Please answer these questions from the passage on the Holiday Medical Center nursing home sale:
(a) What did the company try to pay the dissenting shareholder?
(b) How much of the sale price went to pay off the existing mortgage on the facility?
(c) What rule did the trial court fall back on when the plaintiff objected?

---------- Given passage

First of all, you have to assume that the tax deduction was legitimate. (The IRS probably would not look very kindly on a sale price inflated to generate a big tax deduction) So it is not surprising that one of the shareholders who dissented from the action and demanded to be paid fair value was unhappy when the company tried to pay her the net (after donation) share of the proceeds.
The board of Holiday Medical Center, Inc. (“HMC”), facing significant operation losses and decided to sell a nursing home facility it owned “while the assets retained some value.” HMC voted to sell the nursing home to a private school for $8 million and donate back any net proceeds in excess of $2 million. As the deal was ultimately structured, $3.3 million went to pay off the existing mortgage on the facility, $2.9 million as a charitable donation back to the school, and $2 million to HMC.
Plaintiff, a 5 percent shareholder, argued that her fair value should be based on either the going concern value of $5.54 million or the liquidation value of $7 million. The trial court accepted the argument that a going concern measure should be applied, but then decided that the sale transaction, with all its wrinkles, was the best indication of the actual value of the business. When the plaintiff, objected, the court fell back on the business judgment rule.

--------------------
---------- Supplied material

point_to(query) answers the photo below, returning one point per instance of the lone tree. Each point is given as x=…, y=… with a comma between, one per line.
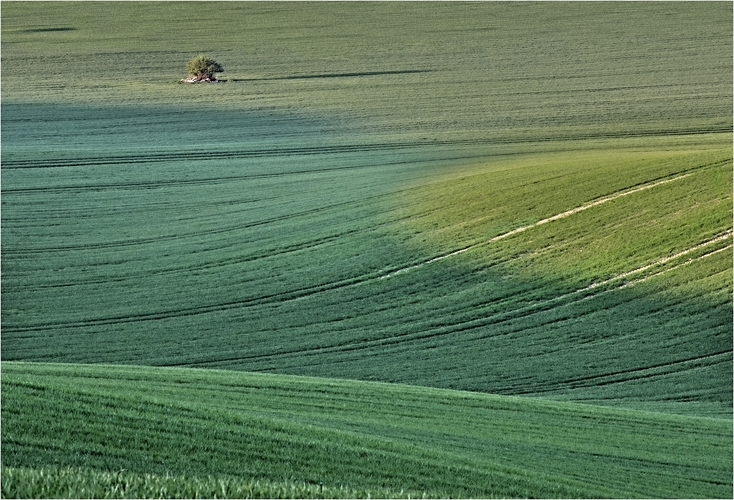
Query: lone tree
x=203, y=69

--------------------

## [Written reply]
(a) The net (after donation) share of the proceeds
(b) $3.3 million
(c) The business judgment rule